• Yazılı talimat:
Forum İstanbul 2016 haberinde "İSTANBUL (AA) - Başbakan" ifadesinden "çıkışlarının olmadığını kaydetti." ifadesine kadar olan bölümü, hiçbir değişiklik yapmadan kopyalayın.

• Alıntılanan metin:
"Forum İstanbul 2016"

"Forum İstanbul 2016"

Başbakan Yardımcısı Şimşek: (1)- "Türkiye için de dünya için de çok temel sorunlar var. Biz geçici bir bahar havası yaşıyoruz, bu geçici bahar havasına aldanmamak lazım. Aslolan yapısal sorunlara çözüm üretmemizdir. Hükümetlerimizin de uzan zamandır çabas

İSTANBUL (AA) - Başbakan Yardımcısı Mehmet Şimşek, "Türkiye için de dünya için de çok temel sorunlar var. Biz geçici bir bahar havası yaşıyoruz, bu geçici bahar havasına aldanmamak lazım. Aslolan yapısal sorunlara çözüm üretmemizdir. Hükümetlerimizin de uzun zamandır çabası bu noktadadır." dedi.

Şimşek, "Forum İstanbul 2016"nın ikinci gününün açılışında yaptığı konuşmada, Türkiye'nin yapısal sorun alanlarını ve bunlara çözümleri ortaya koyacağını belirterek, aslolanın günlük piyasa iniş ve çıkışlarının olmadığını kaydetti.

• Ham veri:
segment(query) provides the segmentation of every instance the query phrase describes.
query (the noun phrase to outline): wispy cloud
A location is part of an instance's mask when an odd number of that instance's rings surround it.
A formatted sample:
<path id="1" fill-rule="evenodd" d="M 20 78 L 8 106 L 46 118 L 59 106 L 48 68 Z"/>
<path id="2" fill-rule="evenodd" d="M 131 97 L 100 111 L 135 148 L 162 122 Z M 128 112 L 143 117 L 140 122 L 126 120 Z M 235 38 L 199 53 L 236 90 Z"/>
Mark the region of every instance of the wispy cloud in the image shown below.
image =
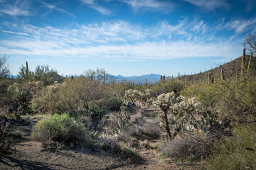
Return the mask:
<path id="1" fill-rule="evenodd" d="M 4 2 L 4 1 L 3 1 Z M 18 2 L 16 1 L 15 4 L 11 5 L 4 5 L 4 8 L 0 9 L 0 13 L 9 15 L 11 16 L 32 16 L 32 13 L 25 9 L 24 3 L 18 6 Z"/>
<path id="2" fill-rule="evenodd" d="M 9 30 L 0 30 L 3 33 L 10 33 L 10 34 L 15 34 L 15 35 L 29 35 L 27 33 L 16 33 L 16 32 L 13 32 L 13 31 L 9 31 Z"/>
<path id="3" fill-rule="evenodd" d="M 170 12 L 173 11 L 174 6 L 173 4 L 171 4 L 171 2 L 157 0 L 121 0 L 121 1 L 130 5 L 134 11 L 142 8 L 145 10 L 157 10 Z"/>
<path id="4" fill-rule="evenodd" d="M 223 28 L 234 30 L 235 33 L 240 33 L 249 28 L 255 28 L 256 18 L 250 20 L 236 19 L 226 23 Z"/>
<path id="5" fill-rule="evenodd" d="M 54 10 L 54 11 L 59 11 L 59 12 L 62 12 L 62 13 L 66 13 L 70 16 L 73 16 L 73 17 L 75 17 L 75 16 L 67 11 L 65 11 L 64 9 L 62 9 L 62 8 L 58 8 L 56 6 L 54 6 L 54 5 L 52 5 L 52 4 L 48 4 L 43 1 L 41 1 L 41 0 L 38 0 L 38 1 L 41 2 L 44 7 L 50 9 L 50 10 Z"/>
<path id="6" fill-rule="evenodd" d="M 95 0 L 80 0 L 83 4 L 87 4 L 90 8 L 92 8 L 97 11 L 104 14 L 110 15 L 111 11 L 102 6 L 99 6 Z"/>
<path id="7" fill-rule="evenodd" d="M 213 11 L 218 8 L 225 7 L 228 4 L 223 0 L 183 0 L 206 11 Z"/>
<path id="8" fill-rule="evenodd" d="M 72 28 L 20 24 L 16 26 L 19 32 L 1 31 L 13 33 L 14 36 L 0 41 L 0 54 L 105 58 L 119 61 L 215 56 L 235 57 L 240 50 L 238 43 L 218 40 L 210 42 L 193 38 L 200 37 L 203 29 L 208 31 L 203 28 L 204 24 L 201 20 L 188 22 L 187 19 L 177 25 L 162 21 L 157 26 L 146 28 L 123 21 L 78 25 Z M 6 26 L 11 26 L 11 24 Z M 166 38 L 166 35 L 171 38 Z M 192 38 L 187 40 L 190 36 Z"/>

• Görev yanıtı:
İSTANBUL (AA) - Başbakan Yardımcısı Mehmet Şimşek, "Türkiye için de dünya için de çok temel sorunlar var. Biz geçici bir bahar havası yaşıyoruz, bu geçici bahar havasına aldanmamak lazım. Aslolan yapısal sorunlara çözüm üretmemizdir. Hükümetlerimizin de uzun zamandır çabası bu noktadadır." dedi.

Şimşek, "Forum İstanbul 2016"nın ikinci gününün açılışında yaptığı konuşmada, Türkiye'nin yapısal sorun alanlarını ve bunlara çözümleri ortaya koyacağını belirterek, aslolanın günlük piyasa iniş ve çıkışlarının olmadığını kaydetti.